Goal of the exercise: Select each line below that contains the word "sweater", and copy those lines in full.

Point annotation records:
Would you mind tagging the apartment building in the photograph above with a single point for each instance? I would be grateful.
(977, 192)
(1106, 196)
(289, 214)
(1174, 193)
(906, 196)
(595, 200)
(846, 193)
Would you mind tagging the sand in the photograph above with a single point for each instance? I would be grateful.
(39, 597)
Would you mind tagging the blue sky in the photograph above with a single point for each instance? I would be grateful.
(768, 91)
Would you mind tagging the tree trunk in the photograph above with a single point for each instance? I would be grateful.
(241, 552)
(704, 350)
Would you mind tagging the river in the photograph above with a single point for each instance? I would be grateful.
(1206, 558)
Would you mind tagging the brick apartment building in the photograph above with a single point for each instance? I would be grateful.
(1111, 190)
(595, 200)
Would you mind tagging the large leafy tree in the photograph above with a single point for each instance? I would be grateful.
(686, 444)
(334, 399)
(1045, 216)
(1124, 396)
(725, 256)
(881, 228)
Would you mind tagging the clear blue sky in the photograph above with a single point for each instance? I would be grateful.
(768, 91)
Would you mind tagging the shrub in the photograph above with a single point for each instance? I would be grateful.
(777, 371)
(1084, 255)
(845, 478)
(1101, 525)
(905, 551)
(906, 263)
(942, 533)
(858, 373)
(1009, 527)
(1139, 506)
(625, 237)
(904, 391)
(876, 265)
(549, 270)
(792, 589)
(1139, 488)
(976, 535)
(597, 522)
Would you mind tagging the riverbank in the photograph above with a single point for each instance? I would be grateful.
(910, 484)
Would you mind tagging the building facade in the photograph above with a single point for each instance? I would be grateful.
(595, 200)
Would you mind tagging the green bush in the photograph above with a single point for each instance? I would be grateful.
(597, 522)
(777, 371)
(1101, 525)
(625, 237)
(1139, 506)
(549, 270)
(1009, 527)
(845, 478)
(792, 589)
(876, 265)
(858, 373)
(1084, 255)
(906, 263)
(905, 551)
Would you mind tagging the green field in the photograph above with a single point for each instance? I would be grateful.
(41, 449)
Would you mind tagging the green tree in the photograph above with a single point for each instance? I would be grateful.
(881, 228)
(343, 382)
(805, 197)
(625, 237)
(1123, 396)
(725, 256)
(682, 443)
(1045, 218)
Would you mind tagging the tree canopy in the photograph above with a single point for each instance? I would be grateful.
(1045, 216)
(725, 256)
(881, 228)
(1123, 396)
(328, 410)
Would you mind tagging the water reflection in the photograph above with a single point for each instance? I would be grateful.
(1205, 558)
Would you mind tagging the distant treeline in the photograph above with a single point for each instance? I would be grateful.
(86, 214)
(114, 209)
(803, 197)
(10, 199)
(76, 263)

==

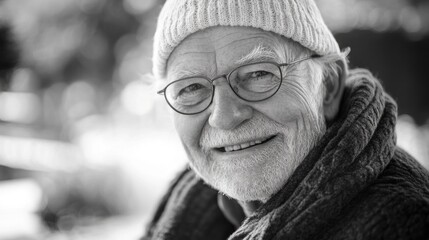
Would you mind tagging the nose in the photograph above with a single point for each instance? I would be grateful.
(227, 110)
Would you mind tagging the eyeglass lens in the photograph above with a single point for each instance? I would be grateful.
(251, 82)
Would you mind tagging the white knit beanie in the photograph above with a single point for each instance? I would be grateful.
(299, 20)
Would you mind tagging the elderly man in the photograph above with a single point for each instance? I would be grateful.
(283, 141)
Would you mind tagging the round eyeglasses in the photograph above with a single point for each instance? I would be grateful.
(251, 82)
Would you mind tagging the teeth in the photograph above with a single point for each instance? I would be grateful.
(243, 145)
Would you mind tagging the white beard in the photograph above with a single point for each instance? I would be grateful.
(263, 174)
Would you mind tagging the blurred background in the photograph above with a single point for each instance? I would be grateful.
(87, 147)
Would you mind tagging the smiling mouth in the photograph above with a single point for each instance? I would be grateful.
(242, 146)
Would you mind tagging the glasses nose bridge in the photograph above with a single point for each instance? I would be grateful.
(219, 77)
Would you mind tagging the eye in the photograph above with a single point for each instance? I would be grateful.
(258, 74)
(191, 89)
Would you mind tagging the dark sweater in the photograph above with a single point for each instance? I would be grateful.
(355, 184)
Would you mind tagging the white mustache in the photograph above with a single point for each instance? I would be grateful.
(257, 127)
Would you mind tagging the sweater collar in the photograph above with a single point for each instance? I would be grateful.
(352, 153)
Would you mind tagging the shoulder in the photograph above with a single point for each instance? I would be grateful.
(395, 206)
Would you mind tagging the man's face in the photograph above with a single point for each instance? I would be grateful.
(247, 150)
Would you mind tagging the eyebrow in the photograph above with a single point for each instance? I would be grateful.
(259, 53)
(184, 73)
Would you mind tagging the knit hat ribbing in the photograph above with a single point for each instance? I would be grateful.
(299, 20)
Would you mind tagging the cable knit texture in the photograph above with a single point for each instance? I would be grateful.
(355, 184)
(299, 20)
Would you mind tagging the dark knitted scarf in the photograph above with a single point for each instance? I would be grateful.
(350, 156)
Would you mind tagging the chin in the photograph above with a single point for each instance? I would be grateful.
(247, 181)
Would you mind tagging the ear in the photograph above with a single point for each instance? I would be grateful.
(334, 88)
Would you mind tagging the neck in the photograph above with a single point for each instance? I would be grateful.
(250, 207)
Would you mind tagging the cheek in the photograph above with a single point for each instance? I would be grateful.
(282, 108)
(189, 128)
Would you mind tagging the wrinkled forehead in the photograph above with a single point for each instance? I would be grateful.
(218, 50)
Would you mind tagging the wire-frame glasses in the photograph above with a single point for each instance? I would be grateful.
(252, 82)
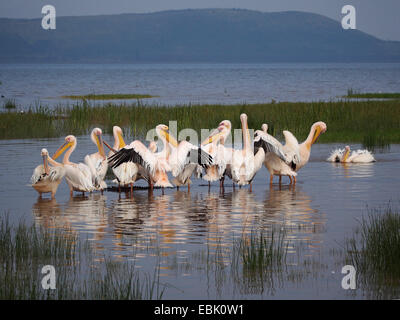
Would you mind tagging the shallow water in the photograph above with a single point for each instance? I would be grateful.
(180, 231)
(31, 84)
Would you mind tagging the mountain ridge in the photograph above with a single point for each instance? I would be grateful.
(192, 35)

---

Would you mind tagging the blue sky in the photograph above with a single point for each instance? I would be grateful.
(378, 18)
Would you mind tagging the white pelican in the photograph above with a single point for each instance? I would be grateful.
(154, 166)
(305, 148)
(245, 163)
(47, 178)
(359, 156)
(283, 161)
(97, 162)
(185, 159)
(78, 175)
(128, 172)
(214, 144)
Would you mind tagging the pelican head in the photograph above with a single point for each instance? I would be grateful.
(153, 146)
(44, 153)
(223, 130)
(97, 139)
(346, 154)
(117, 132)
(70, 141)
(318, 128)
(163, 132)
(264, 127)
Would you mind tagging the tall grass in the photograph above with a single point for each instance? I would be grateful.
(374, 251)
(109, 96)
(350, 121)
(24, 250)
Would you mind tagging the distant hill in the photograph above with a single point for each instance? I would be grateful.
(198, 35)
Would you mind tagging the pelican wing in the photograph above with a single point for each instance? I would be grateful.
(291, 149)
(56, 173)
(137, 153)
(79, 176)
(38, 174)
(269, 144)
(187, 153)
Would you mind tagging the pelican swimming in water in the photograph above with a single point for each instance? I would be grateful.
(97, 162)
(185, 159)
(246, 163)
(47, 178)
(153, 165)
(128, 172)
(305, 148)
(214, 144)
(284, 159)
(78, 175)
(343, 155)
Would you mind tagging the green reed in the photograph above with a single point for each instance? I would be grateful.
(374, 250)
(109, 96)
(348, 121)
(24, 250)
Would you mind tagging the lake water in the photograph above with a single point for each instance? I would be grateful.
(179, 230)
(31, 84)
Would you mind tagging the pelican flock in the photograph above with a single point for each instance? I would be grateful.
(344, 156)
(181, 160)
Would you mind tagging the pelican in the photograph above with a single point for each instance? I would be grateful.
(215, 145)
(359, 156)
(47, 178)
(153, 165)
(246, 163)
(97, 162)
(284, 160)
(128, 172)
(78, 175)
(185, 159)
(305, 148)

Answer to the exercise:
Would you mind tagging the dark sweater in the photograph above with a single point for each instance? I would be grateful.
Would you mind tagging the sweater collar in the photograph above with a single point for each instance? I would be grateful.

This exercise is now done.